#### Brontekst

Ook het feit dat Bot Bouw in de aanloop naar het gesprek van 20 juni 2019 BCS in correspondentie heeft aangeduid als ‘onze’ vlechter, waarop BCS nog heeft gewezen, acht het hof niet dermate wezenlijk dat daaruit de conclusie getrokken kan worden dat partijen zich reeds aan elkaar hadden verbonden.
3.17.
Bot Bouw heeft BCS vervolgens bij e-mail van 3 december 2019 bericht het project niet met haar te willen gaan uitvoeren om in dat bericht genoemde redenen. Het hof is van oordeel dat het Bot Bouw onder de hiervoor geschetste omstandigheden vrij stond om niet (verder) met BCS in zee te gaan. Partijen waren immers nog geen overeenkomst met elkaar aangegaan. BCS heeft nog aangevoerd dat deze e-mail juist op het tegendeel wijst omdat daarin staat dat Bot Bouw het project
niet gaat uitvoeren met BCSen bovendien is opgenomen dat Bot Bouw de schade van BCS graag verneemt. In de visie van BCS wijst dit op het opzeggen van de tussen partijen gesloten overeenkomst. Het hof volgt deze zienswijze niet, omdat verdere aanknopingspunten daarvoor ontbreken. Het hof leest in deze e-mail louter dat Bot Bouw de samenwerking tussen partijen wenste te beëindigen.
3.18.

#### Aangeleverd materiaal
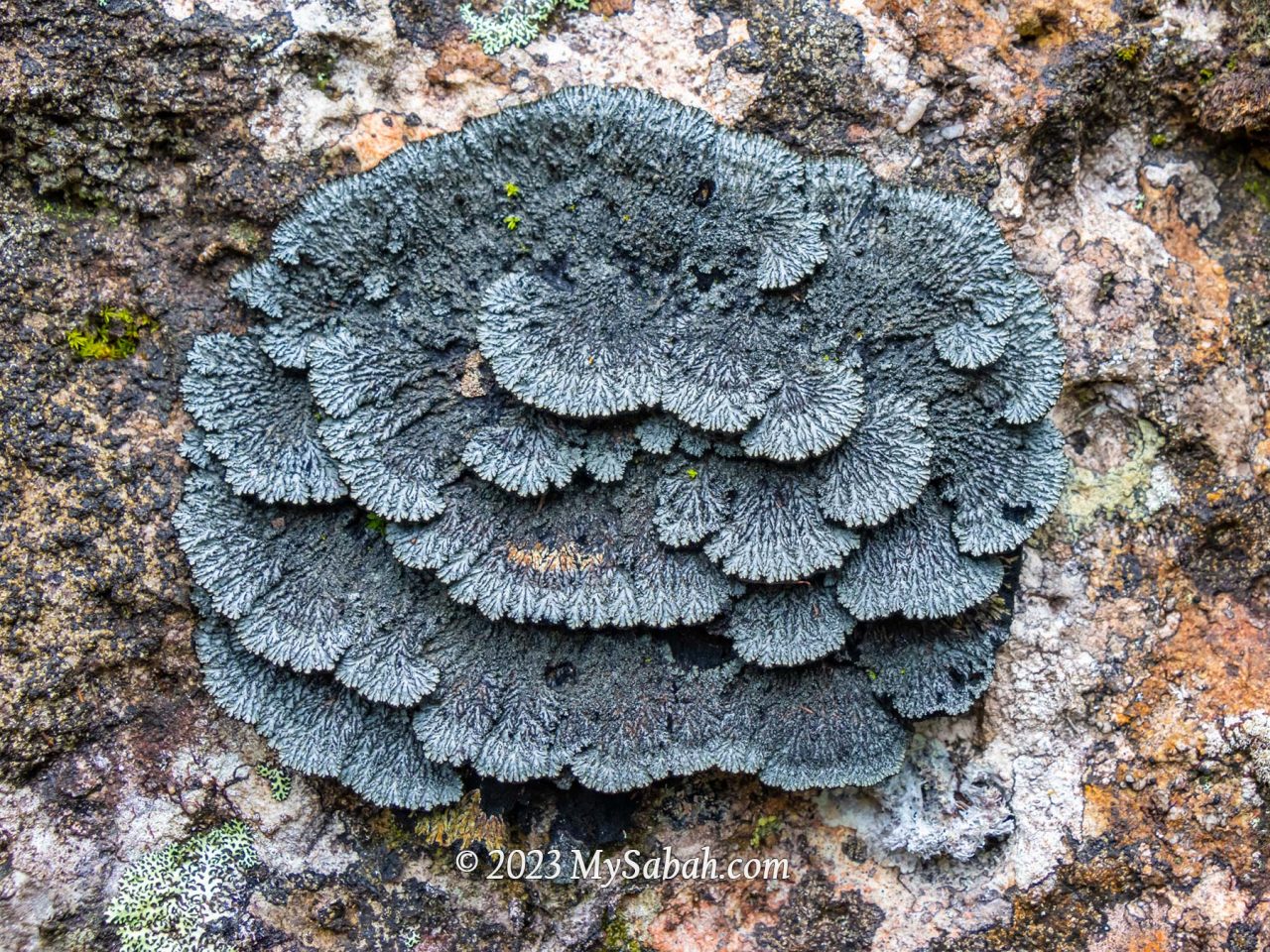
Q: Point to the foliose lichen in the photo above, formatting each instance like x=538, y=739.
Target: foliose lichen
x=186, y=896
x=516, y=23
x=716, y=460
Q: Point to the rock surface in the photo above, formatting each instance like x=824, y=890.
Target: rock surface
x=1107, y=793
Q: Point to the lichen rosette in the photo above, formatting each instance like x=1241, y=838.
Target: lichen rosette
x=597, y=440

...

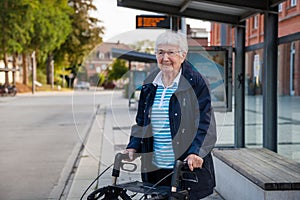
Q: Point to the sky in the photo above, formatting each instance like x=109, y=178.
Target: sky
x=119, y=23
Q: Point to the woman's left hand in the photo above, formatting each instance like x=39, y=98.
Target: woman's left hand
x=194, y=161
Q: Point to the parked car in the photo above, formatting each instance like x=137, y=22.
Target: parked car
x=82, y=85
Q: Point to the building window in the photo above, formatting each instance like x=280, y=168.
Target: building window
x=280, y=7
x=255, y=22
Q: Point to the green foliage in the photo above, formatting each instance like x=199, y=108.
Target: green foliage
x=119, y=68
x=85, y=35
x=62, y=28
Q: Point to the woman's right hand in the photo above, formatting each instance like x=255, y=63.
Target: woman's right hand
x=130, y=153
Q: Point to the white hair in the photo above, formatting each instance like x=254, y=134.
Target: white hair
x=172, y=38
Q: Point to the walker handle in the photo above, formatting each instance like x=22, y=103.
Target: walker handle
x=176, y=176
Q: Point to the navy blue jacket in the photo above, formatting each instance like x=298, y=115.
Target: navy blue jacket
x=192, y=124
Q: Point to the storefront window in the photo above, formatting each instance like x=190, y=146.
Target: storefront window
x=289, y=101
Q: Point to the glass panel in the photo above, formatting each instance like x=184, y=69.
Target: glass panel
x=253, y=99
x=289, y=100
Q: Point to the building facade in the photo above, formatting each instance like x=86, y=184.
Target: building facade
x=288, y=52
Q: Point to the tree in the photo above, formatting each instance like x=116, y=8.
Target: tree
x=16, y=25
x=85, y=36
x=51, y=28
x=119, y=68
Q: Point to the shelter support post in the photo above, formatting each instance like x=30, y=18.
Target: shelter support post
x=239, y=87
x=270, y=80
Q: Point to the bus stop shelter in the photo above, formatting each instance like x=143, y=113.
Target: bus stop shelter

* * *

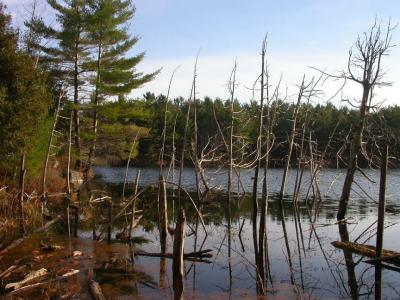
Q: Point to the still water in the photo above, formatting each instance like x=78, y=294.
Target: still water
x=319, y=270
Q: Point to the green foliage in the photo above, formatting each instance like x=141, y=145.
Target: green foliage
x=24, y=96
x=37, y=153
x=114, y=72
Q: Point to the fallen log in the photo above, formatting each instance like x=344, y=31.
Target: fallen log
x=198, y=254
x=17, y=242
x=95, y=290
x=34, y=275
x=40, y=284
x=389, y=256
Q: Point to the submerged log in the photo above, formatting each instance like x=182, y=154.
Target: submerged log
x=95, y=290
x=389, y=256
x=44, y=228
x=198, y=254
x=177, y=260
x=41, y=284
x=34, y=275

#### Opdracht
Geef het gedeelte van de brontekst van "Ook het feit" tot en met "elkaar hadden verbonden." woordelijk weer.

#### Antwoord
Ook het feit dat Bot Bouw in de aanloop naar het gesprek van 20 juni 2019 BCS in correspondentie heeft aangeduid als ‘onze’ vlechter, waarop BCS nog heeft gewezen, acht het hof niet dermate wezenlijk dat daaruit de conclusie getrokken kan worden dat partijen zich reeds aan elkaar hadden verbonden.